• WHAT YOU NEED TO DO: According to the passage about David Assaf's book, what date is on Rabbi Moshe Schneerson's baptismal certificate?

• GIVEN PASSAGE:
+++
The Forward has picked up on the controversy surrounding David Assaf's new book on the hasidic movement, noting, in this review by Allen Nadler, that the book is surprisingly difficult to purchase unless you have an in with a bookseller. Why would that be?
Of course, we all know why. Booksellers like to live.
Here is Nadler's recounting of Assaf's revelations regarding Moshe, the son of the Alter Rebbe who converted to Christianity:
The chapter that has created by far the most Internet chatter concerns the conversion to Christianity in 1820 of Rabbi Moshe Schneerson, the youngest son of Rabbi Shneur Zalman of Lyadi, venerated founder of Chabad/Lubavitch. In it, Assaf offers a complete history of the efforts at distortion and repression by Lubavitcher apologists, horrified by the conversion of their founder’s son, and by their enlightened opponents, who could not have been more delighted by it.
Let’s begin with the Hasidim. Although this tragic episode has not been unknown to historians, neither has it exactly been part of the standard official history of this most high-profile of Hasidic dynasties. In fact, the sixth Lubavitcher rebbe, Rabbi Joseph Isaac Schneerson, in his published chronicle of Chabad history went so far as to deny that the conversion ever took place. According to Schneerson’s hagiographical account, Rabbi Moshe was compelled to engage in a theological disputation with the Catholic priest of his town, in which he was of course victorious, and then was forced to flee for his safety. Rabbi Moshe, according to Schneerson’s account, spent the remaining years of his life as a lamed-vovnik — the classic anonymous saint of rabbinic mythology — and was buried anonymously in the Ukrainian shtetl of Radomysl.
As Assaf demonstrates, this fanciful tale has no historical basis whatsoever. Instead, Assaf concludes that Rabbi Moshe’s conversion is best explained as a result of the well-documented, though unspecified, mental illness from which he suffered since childhood. And he offers proof. As he explains, while searching the Belorussian State Archives in Minsk, historian Shaul Stampfer recently came across a treasure trove of documents verifying Rabbi Moshe’s apostasy — including a letter of intention to convert that was addressed to the Catholic Priest of the Belorussian town of Ula (where Moshe served as rabbi), and his actual baptismal certificate, dated July 4, 1820. For the skeptical, Assaf includes reproductions of these documents in his book and adds that it is almost certain that shortly after his conversion to Christianity, the rabbi was consigned to St. Petersburg’s famed mental hospital, Obuchovskaya, where he died.
+++
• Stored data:

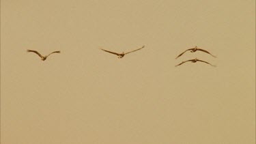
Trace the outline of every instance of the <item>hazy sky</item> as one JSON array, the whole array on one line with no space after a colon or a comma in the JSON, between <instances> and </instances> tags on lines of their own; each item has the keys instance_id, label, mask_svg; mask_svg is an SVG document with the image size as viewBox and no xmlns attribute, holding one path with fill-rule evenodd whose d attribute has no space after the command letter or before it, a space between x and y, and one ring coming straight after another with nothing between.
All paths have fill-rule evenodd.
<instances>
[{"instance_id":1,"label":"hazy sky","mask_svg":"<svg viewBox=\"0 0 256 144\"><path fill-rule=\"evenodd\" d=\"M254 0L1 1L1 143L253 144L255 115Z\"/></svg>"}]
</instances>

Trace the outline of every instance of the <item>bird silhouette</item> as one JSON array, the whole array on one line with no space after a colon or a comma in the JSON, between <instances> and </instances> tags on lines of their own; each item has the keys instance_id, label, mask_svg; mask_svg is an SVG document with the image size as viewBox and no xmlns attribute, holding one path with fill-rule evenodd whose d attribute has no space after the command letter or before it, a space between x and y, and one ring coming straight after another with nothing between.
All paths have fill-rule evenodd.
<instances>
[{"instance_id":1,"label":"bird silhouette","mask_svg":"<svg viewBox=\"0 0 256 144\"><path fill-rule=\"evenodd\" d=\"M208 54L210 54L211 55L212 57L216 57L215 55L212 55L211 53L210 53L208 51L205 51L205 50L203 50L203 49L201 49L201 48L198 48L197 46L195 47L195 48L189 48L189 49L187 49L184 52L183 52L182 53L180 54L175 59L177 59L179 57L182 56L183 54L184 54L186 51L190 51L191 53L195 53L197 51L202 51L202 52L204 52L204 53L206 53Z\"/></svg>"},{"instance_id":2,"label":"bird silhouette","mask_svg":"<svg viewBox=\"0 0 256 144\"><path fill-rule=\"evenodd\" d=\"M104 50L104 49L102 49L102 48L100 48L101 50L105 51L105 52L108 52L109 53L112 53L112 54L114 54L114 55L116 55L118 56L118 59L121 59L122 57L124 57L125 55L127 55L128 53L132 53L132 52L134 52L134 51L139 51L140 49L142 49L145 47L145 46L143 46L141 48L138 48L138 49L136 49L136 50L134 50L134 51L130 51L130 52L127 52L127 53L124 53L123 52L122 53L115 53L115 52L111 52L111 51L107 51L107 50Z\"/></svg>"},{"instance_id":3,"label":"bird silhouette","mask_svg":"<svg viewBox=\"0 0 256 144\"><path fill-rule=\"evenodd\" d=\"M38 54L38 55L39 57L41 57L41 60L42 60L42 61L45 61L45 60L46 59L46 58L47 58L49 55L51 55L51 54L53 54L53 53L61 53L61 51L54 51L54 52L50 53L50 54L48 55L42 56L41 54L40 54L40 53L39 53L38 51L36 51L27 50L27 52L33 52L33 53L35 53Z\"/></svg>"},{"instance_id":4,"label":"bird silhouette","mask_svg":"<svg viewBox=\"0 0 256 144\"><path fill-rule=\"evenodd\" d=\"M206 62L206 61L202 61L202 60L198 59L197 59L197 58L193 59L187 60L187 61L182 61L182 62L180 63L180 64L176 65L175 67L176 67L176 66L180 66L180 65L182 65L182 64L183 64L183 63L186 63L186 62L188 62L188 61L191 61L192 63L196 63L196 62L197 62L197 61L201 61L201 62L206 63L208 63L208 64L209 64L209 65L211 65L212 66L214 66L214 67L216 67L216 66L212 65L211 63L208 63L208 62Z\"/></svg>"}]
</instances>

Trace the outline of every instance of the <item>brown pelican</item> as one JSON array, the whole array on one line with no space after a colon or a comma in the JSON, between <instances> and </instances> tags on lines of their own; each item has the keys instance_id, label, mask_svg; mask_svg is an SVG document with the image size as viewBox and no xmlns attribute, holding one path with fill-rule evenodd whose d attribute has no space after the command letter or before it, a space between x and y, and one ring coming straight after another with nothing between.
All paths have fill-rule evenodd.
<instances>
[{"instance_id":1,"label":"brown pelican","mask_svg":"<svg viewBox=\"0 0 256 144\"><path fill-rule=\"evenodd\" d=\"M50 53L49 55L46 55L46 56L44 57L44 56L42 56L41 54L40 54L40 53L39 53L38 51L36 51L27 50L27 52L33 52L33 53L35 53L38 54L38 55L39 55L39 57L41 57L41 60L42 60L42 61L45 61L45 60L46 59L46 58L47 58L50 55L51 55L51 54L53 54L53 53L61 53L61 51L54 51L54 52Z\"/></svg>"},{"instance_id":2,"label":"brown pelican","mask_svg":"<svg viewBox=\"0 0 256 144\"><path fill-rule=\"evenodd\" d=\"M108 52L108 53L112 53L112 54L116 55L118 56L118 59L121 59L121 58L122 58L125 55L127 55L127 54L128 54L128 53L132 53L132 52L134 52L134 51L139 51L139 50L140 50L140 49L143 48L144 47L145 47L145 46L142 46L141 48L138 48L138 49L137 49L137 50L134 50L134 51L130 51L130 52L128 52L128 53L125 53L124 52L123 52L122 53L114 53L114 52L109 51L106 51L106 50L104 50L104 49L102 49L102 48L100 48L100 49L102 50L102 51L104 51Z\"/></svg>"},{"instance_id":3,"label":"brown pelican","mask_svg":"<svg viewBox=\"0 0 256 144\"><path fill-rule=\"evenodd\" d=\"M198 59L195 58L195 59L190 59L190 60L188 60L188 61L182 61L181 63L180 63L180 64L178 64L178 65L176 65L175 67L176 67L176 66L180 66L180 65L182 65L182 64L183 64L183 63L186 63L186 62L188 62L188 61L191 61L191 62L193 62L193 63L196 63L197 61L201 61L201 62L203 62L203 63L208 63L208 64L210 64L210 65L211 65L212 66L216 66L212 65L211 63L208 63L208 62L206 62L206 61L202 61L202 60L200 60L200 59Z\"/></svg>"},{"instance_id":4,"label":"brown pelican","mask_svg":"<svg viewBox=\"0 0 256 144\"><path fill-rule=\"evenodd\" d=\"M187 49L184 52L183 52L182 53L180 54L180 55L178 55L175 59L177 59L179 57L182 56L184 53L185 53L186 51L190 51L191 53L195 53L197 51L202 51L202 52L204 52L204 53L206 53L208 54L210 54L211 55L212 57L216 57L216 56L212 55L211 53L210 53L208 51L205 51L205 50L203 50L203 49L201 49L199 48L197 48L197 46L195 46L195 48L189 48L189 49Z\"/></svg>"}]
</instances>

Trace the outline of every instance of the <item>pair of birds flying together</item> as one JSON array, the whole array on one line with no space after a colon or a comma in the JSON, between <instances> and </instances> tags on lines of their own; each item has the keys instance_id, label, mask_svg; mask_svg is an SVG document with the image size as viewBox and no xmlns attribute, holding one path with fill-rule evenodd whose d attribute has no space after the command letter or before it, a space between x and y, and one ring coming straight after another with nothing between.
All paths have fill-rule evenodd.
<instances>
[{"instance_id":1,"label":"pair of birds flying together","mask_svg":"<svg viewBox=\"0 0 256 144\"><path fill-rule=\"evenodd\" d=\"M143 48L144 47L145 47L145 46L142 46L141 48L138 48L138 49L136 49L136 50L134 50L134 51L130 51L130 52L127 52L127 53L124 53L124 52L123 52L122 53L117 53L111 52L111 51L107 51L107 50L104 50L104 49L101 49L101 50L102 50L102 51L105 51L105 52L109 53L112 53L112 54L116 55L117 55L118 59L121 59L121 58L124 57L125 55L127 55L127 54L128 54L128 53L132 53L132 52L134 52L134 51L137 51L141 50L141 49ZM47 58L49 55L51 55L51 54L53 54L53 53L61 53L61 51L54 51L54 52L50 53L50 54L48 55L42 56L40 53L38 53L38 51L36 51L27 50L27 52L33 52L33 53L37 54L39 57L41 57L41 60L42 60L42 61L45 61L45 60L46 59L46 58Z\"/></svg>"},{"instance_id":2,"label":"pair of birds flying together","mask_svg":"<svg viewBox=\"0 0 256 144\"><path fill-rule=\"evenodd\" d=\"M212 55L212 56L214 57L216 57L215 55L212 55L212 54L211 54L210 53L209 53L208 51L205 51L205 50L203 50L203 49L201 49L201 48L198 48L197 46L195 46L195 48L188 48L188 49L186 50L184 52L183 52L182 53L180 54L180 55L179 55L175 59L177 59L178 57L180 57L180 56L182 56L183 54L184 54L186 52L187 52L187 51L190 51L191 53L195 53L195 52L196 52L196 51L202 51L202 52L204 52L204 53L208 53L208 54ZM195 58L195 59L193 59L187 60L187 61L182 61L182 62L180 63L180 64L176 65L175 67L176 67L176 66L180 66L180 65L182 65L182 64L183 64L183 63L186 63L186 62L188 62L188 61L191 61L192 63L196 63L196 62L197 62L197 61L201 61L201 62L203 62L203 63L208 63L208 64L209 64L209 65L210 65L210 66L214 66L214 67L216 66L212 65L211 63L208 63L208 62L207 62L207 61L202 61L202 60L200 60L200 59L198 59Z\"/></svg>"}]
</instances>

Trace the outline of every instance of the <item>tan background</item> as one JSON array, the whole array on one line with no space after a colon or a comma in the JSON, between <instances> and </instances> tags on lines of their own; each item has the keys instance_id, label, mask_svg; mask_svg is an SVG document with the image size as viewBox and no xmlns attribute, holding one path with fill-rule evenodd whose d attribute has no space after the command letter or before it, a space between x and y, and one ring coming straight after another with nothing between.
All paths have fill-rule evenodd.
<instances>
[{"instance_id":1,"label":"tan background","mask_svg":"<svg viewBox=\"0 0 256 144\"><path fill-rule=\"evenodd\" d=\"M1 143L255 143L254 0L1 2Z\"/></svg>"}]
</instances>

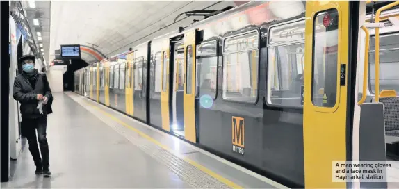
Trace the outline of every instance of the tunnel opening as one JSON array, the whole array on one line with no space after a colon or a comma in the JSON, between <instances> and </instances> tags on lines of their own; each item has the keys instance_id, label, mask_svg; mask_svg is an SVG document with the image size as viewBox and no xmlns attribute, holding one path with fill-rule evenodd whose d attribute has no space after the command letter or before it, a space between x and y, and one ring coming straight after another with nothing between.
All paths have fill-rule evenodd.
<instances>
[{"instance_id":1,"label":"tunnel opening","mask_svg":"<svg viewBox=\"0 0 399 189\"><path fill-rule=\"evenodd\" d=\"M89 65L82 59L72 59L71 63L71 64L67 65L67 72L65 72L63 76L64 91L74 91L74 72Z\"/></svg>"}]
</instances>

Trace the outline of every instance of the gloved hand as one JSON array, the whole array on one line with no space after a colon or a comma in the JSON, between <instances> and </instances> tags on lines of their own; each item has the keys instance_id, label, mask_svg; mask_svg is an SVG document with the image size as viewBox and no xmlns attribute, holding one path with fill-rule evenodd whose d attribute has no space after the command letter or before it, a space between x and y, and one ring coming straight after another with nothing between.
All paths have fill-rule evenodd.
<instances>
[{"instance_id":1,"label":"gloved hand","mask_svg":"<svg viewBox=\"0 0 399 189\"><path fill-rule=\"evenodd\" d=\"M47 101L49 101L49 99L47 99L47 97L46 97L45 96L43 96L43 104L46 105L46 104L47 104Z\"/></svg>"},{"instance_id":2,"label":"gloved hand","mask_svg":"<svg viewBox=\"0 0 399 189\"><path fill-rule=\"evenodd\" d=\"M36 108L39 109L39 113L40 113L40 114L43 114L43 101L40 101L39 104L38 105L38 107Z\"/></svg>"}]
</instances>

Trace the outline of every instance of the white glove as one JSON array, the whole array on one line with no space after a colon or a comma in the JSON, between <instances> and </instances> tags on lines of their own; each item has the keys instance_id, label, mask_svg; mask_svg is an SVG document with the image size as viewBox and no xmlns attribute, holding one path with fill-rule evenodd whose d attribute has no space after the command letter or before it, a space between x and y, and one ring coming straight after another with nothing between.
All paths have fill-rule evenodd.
+++
• ANSWER FOR THE TASK: July 4, 1820.